◆ Material provided ◆
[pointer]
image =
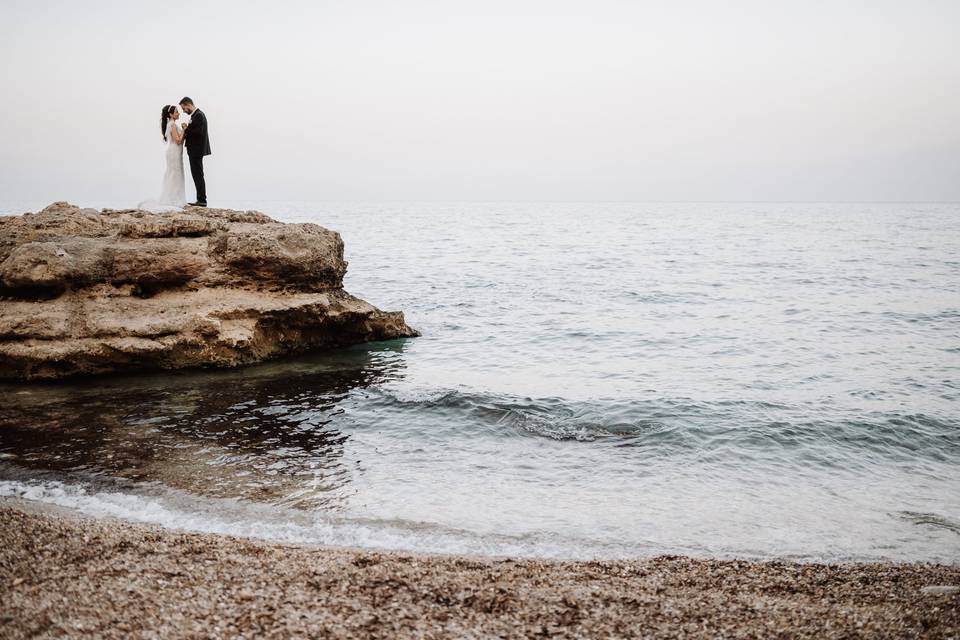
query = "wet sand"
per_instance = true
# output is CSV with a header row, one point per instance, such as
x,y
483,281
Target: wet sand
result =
x,y
66,576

◆ Try it ◆
No pictures belong in the answer; copy all other parts of the listing exactly.

◆ Solution for this task ◆
[pointer]
image =
query = "wet sand"
per_instance = true
# output is CSV with a header row, one point per instance, such as
x,y
483,281
Target: wet sand
result =
x,y
66,576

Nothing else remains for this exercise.